# Start of SUPPLIED RECORDS

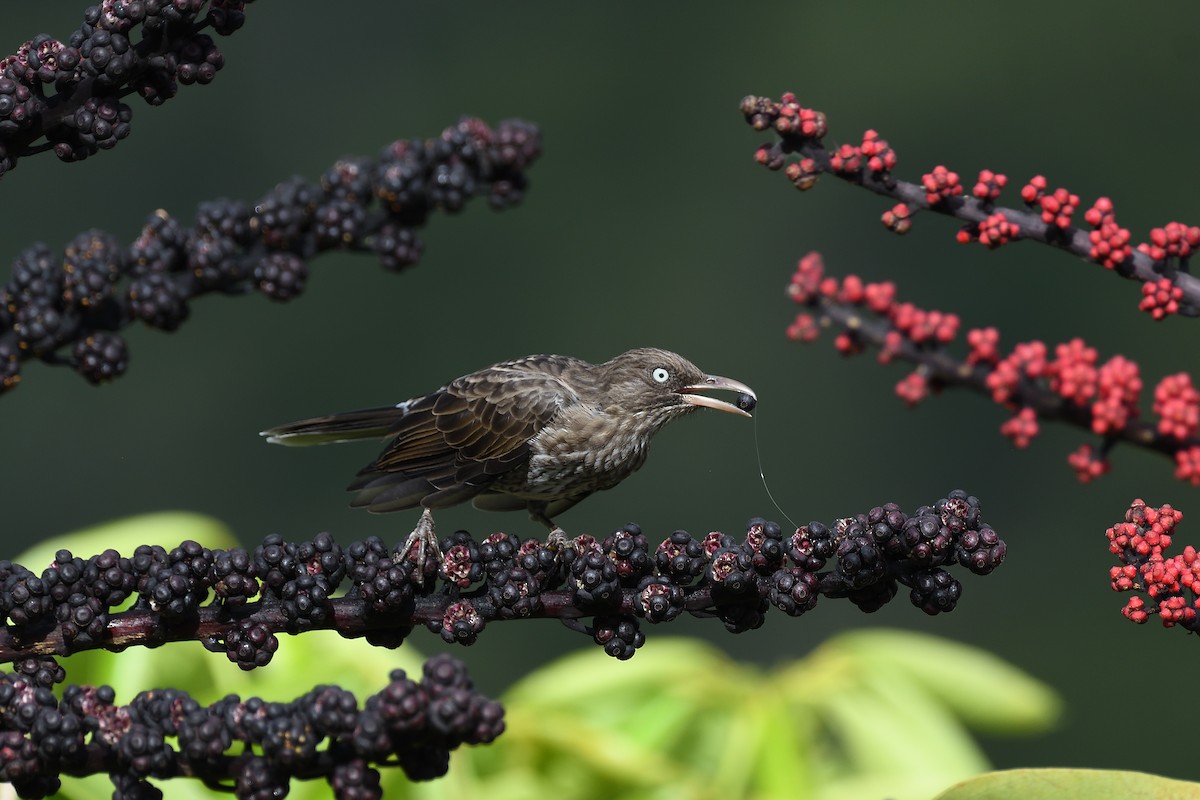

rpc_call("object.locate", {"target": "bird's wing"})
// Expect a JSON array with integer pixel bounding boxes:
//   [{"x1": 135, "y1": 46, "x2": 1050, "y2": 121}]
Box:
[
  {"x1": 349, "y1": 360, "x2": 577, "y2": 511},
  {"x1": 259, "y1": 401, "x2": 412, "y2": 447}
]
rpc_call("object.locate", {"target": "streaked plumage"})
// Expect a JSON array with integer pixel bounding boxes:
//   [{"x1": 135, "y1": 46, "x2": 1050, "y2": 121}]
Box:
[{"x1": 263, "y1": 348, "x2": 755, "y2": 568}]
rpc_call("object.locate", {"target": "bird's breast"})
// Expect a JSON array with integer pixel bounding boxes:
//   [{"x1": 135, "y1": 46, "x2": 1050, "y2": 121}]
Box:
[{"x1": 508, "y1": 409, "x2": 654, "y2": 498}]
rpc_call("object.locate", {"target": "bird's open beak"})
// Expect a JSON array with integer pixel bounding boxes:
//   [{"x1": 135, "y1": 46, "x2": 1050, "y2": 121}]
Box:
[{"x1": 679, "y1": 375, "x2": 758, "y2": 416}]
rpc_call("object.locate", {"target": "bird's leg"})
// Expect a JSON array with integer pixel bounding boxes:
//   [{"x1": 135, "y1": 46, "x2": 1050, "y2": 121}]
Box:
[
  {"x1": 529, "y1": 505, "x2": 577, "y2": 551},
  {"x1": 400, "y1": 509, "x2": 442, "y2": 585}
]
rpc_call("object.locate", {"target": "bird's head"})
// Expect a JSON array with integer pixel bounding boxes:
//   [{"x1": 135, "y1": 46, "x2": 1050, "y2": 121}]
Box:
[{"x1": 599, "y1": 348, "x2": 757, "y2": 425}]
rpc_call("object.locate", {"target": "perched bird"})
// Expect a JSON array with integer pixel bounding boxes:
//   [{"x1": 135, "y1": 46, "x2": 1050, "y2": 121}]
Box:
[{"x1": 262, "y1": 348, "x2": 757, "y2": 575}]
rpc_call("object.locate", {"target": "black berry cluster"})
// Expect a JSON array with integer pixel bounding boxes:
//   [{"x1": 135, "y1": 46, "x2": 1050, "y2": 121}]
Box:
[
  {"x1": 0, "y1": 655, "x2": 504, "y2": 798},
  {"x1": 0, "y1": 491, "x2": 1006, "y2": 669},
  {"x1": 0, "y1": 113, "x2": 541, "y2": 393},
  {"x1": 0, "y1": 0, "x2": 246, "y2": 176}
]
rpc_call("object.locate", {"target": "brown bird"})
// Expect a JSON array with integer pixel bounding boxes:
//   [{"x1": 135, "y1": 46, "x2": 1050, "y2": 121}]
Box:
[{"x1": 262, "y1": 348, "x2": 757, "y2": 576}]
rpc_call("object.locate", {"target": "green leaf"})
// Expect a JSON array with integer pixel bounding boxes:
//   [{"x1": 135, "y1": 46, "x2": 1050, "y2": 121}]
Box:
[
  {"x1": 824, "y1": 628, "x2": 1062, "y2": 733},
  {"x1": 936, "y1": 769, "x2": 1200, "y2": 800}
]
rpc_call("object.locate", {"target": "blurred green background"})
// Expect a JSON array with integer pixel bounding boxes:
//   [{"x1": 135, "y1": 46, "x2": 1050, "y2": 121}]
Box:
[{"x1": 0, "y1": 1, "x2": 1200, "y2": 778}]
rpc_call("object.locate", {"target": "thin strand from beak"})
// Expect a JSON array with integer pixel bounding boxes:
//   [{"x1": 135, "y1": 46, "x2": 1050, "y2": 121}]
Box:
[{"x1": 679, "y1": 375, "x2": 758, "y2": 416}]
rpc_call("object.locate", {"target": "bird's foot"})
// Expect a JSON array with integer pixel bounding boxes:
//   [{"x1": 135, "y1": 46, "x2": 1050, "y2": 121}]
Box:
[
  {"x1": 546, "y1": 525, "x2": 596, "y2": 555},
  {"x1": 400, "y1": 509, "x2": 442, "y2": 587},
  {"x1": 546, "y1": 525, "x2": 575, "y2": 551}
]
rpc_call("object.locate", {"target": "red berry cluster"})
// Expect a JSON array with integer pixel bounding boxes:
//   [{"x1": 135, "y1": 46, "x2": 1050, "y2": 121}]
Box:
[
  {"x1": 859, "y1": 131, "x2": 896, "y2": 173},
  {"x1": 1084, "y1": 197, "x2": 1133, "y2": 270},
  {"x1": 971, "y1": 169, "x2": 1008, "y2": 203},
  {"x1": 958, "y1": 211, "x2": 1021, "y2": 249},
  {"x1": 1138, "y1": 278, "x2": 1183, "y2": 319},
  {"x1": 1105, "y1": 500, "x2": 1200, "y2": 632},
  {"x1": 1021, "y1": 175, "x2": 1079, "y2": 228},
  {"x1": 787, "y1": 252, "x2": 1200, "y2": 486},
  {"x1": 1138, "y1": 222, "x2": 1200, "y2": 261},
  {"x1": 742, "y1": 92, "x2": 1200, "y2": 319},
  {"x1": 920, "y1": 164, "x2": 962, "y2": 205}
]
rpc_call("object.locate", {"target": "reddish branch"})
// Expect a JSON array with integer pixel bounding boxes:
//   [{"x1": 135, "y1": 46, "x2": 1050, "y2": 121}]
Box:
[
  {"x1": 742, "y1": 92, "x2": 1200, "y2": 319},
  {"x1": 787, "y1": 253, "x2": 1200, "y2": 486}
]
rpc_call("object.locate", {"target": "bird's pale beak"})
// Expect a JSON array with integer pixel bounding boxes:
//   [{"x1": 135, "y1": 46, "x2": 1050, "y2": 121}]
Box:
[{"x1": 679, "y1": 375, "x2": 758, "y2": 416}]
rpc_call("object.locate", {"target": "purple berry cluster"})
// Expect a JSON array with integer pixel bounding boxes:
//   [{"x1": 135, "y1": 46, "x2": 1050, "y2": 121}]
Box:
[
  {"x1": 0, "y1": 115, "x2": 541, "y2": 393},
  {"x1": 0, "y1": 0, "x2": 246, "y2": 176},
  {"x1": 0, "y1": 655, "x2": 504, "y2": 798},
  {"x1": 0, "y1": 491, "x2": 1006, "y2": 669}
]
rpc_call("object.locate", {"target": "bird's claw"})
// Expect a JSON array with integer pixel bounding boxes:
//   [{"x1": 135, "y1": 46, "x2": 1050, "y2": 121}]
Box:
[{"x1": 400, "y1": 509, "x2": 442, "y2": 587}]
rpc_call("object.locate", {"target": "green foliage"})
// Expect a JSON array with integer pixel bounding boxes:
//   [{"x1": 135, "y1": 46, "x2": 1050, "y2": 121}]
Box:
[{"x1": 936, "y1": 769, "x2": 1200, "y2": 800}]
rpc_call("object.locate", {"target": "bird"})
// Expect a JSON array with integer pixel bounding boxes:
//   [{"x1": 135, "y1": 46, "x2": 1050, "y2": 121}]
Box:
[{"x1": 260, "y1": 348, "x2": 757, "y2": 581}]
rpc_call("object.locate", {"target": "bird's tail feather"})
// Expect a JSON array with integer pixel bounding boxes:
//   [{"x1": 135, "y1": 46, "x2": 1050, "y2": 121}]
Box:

# End of SUPPLIED RECORDS
# Start of SUPPLIED RECORDS

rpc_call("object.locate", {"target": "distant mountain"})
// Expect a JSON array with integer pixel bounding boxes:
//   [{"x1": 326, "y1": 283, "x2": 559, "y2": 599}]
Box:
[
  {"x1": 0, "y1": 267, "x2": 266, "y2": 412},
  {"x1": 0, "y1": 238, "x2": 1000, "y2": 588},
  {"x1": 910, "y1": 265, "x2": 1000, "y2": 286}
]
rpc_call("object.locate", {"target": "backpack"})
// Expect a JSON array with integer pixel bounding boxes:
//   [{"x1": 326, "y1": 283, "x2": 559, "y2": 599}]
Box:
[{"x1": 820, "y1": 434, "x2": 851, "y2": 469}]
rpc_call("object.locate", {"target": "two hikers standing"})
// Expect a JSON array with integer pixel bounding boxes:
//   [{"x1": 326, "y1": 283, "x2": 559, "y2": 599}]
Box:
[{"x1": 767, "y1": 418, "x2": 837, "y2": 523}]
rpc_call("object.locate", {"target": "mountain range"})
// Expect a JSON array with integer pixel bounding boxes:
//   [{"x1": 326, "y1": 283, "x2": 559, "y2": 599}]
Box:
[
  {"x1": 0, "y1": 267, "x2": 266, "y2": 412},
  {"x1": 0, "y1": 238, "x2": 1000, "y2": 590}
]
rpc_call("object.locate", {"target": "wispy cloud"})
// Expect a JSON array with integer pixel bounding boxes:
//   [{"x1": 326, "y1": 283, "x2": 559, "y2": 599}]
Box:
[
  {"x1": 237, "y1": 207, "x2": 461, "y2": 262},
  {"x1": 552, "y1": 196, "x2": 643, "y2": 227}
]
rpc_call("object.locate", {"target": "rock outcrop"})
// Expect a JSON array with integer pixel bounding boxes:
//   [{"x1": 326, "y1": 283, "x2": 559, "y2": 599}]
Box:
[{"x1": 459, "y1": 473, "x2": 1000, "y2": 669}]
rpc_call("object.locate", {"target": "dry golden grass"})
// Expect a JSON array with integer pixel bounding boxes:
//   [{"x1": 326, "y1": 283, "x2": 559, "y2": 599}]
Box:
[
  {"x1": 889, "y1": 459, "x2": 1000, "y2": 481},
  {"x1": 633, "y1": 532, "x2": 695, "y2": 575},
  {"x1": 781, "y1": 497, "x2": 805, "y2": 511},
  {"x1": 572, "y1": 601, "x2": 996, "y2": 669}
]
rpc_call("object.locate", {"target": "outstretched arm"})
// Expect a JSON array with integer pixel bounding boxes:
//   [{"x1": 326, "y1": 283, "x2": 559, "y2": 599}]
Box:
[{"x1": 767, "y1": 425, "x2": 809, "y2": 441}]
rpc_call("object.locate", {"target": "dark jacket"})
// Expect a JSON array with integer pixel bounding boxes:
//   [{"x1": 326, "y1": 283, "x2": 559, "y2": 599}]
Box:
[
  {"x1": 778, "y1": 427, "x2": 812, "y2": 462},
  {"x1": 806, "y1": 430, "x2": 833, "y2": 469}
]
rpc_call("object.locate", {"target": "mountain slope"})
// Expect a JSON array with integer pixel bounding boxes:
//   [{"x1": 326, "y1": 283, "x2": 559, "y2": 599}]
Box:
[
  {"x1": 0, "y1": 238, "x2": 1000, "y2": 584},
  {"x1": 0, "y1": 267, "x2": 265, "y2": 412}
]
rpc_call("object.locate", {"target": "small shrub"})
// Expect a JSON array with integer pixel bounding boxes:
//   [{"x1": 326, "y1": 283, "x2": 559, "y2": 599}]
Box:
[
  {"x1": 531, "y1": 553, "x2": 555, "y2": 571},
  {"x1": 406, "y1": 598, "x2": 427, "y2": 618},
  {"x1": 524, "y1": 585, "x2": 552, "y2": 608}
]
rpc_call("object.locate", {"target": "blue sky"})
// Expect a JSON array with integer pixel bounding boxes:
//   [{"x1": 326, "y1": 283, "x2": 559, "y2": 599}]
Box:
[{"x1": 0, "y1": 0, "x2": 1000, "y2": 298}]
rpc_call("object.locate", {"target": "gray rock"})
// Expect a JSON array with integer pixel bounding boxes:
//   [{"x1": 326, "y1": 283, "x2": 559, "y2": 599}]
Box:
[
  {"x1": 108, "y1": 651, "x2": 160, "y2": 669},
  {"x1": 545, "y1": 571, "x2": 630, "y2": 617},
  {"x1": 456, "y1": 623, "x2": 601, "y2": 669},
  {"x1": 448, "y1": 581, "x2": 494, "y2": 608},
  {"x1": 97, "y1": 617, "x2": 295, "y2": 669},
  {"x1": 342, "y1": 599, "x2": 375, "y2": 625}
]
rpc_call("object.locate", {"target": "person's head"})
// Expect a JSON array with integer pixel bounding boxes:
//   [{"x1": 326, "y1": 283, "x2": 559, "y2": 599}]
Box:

# End of SUPPLIED RECORDS

THE REQUEST —
Please locate every line in the listing above that contains the word "mountain", and copy each one.

REPLY TO THE EXERCISE —
rpc_call("object.locate", {"target": "distant mountain"})
rpc_call("object.locate", {"target": "mountain range"})
rpc_call("object.locate", {"target": "mountain slope"})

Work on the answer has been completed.